_What you need to do_:
Below is a set of records; restate each one word for word.

_Supplied records_:

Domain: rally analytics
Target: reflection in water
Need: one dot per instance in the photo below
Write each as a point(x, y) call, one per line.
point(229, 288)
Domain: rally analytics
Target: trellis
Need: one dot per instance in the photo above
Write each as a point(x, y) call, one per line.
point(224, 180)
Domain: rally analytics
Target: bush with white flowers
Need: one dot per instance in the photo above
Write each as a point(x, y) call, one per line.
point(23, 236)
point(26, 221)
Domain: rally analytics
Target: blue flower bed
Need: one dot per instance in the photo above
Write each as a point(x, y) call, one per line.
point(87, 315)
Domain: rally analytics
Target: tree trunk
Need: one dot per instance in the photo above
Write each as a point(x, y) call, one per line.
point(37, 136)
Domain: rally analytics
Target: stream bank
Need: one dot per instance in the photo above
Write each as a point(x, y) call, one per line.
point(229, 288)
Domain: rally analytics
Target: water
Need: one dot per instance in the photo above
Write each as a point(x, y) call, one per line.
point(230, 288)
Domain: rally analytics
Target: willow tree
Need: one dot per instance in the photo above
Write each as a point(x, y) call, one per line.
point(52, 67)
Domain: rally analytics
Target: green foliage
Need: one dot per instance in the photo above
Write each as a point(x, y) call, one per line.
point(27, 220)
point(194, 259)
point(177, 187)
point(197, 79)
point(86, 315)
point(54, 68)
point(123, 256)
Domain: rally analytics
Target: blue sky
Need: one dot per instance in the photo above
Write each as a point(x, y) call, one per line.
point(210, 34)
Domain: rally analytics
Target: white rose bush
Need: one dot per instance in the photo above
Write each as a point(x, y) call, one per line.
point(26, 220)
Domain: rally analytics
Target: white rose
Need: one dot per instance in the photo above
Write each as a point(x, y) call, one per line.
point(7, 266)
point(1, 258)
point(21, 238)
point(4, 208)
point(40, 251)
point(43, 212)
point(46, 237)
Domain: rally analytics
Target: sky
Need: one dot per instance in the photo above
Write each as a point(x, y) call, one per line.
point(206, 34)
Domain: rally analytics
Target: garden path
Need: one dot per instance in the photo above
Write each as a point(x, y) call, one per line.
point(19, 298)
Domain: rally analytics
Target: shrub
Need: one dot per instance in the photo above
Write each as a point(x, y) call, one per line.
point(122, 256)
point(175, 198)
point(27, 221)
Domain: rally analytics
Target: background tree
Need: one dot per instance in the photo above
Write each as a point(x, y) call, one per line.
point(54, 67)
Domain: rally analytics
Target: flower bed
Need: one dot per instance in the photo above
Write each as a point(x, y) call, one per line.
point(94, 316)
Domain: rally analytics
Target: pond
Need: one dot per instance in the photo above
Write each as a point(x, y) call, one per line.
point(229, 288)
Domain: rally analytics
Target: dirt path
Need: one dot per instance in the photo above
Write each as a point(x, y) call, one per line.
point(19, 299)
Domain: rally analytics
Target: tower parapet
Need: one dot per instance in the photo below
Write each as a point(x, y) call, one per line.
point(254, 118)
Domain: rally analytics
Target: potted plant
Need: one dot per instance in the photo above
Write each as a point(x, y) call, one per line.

_Expected answer_:
Domain: rally analytics
Target: reflection in water
Need: one dot per instance in the photo below
Write each as a point(x, y) call, one per line.
point(229, 288)
Domain: rally analytics
Target: trellis
Need: one dot per instance in the photo above
Write each as a point(x, y) call, one per line.
point(224, 180)
Domain: rally analytics
Target: bush with white flowers
Need: one dot per instance in the photo above
Write each as a point(x, y) call, one per line.
point(23, 236)
point(26, 221)
Domain: rally analytics
Target: blue flower bed
Need: one dot per instance in the photo above
Write each as a point(x, y) call, one per line.
point(87, 315)
Domain: rally analytics
Target: tree trunk
Need: one dot per instance in the photo above
Write each as a point(x, y) call, one per line.
point(37, 136)
Domain: rally analytics
Target: stream bank
Need: one dot per instance in the photo above
Write each as a point(x, y) call, one per line.
point(229, 288)
Domain: rally analytics
Target: water
Need: one dot per instance in the photo above
Write each as a point(x, y) call, one per line.
point(230, 288)
Domain: rally analytics
Target: willow tree
Need: one dot per instance in the photo above
Write each as a point(x, y) call, one per line.
point(52, 67)
Domain: rally analytics
Target: green foliage
Need: one dot per instance in the photo above
Write each as a point(x, y) call, one per line.
point(27, 220)
point(194, 259)
point(177, 187)
point(197, 79)
point(86, 315)
point(54, 68)
point(123, 256)
Domain: rally analytics
Target: blue sky
Need: one dot per instance in the photo above
Write each as a point(x, y) call, one per line.
point(210, 34)
Domain: rally analytics
Target: white rose bush
Need: one dot per instance in the photo above
Write each as a point(x, y) call, one per line.
point(26, 220)
Domain: rally analytics
Target: white rose
Need: one dot per instance in the photo above
Write each as a point(x, y) call, one per line.
point(7, 266)
point(1, 258)
point(21, 238)
point(4, 208)
point(40, 251)
point(43, 212)
point(46, 237)
Domain: rally analytics
Target: sky
Need: one dot per instance in the photo above
Write each as a point(x, y) call, one per line.
point(206, 34)
Domain: rally analytics
Target: garden path
Need: one dot per instance in the photo above
Write each as a point(x, y) call, one per line.
point(19, 298)
Domain: rally analytics
Target: shrub
Need: one dot per instance in the photo above
Write each as a point(x, y) call, one per line.
point(122, 256)
point(175, 198)
point(27, 221)
Domain: rally analytics
Target: background tree
Need: one dot per instance in the photo above
Write each as a point(x, y) call, one per line.
point(54, 67)
Domain: rally analytics
Target: flower bed
Need: one dot per instance in the photo above
Write each as a point(x, y) call, one per line.
point(94, 316)
Domain: rally analytics
Target: pond
Need: one dot per instance in the photo above
Write each as a point(x, y) call, one per line.
point(229, 288)
Domain: rally analytics
Target: dirt path
Need: one dot per instance in the photo above
Write each as a point(x, y) call, one per line.
point(19, 299)
Domain: rally analytics
Target: tower parapet
Need: one dot per instance in the photo below
Write each as a point(x, y) call, one per line.
point(254, 118)
Domain: rally analytics
Target: potted plant
Need: one dot per instance in the photo above
Write each as a point(x, y) call, one per line.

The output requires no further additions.